— START OF Provided passage —

23. True or False: The liberal icon Mohamed ElBaradei supported the July 3, 2013 military coup.

-True. On July 3, 2013, Sisi “appeared on television…with an all-star cast seated behind him: Mohamed ElBaradei, the Coptic pope, the grand imam of Al Azhar, and a Salafi party leader.…A column of tanks and armored personnel carriers churned through the streets. They had encircled both the presidential palace and the guard complex as well.”

ElBaradei argued that “Morsi’s removal would ‘restart’ a transition to democracy…This time he was sure the generals would respect the rule of law and yield to elected civilians.” (Ironically, in late 2013, ElBaradei fled Egypt to avoid arrest for tepidly criticizing the military dictatorship.)

The military and police were quick and brutal to put down any anti-coup protests throughout the country. “The National Salvation Front—so critical of police abuse under Morsi—defended…killings” by the police that occurred after the coup.

If Morsi was a failure, Egypt and the wider Middle East should have had the opportunity to witness an Islamist government losing in a fair election and still remaining to play a political role. Instead, the world saw a violent coup remove an elected president. (Kirkpatrick 2018, 240, 253-4, 257) (Cambanis 2015, 236)

— END OF Provided passage —
— START OF Source data —

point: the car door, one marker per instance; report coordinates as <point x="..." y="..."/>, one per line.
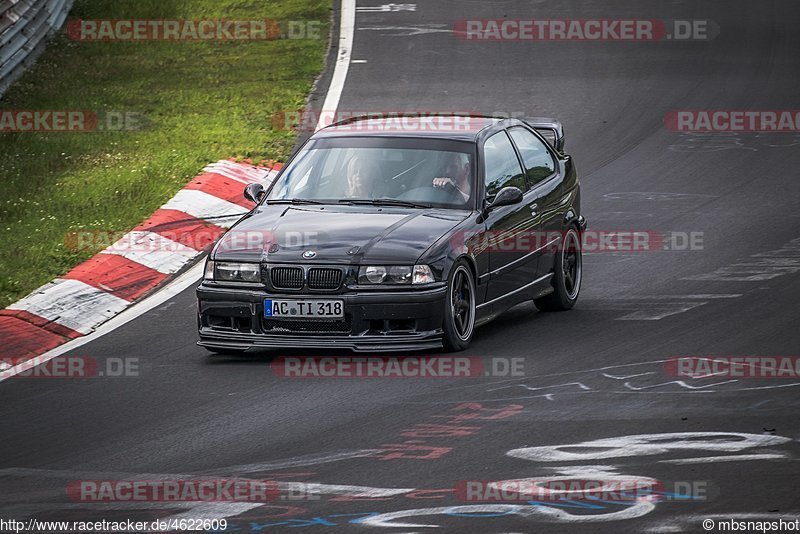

— END OF Source data —

Reproduce the part of the passage on the 2013 coup in Egypt that runs between "ElBaradei argued that" and "257) (Cambanis 2015, 236)", inclusive. This data was drawn from a separate source.

Task result -
ElBaradei argued that “Morsi’s removal would ‘restart’ a transition to democracy…This time he was sure the generals would respect the rule of law and yield to elected civilians.” (Ironically, in late 2013, ElBaradei fled Egypt to avoid arrest for tepidly criticizing the military dictatorship.)

The military and police were quick and brutal to put down any anti-coup protests throughout the country. “The National Salvation Front—so critical of police abuse under Morsi—defended…killings” by the police that occurred after the coup.

If Morsi was a failure, Egypt and the wider Middle East should have had the opportunity to witness an Islamist government losing in a fair election and still remaining to play a political role. Instead, the world saw a violent coup remove an elected president. (Kirkpatrick 2018, 240, 253-4, 257) (Cambanis 2015, 236)